### WHAT YOU ARE ASKED TO DO
Restate the entries below word for word, leaving nothing out.

### Collection entries
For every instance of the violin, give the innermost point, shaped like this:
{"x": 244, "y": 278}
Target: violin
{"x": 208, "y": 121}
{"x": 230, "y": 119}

### YOUR RESPONSE
For every instance of the violin, give the innermost point, shaped like this:
{"x": 244, "y": 278}
Target: violin
{"x": 208, "y": 121}
{"x": 230, "y": 119}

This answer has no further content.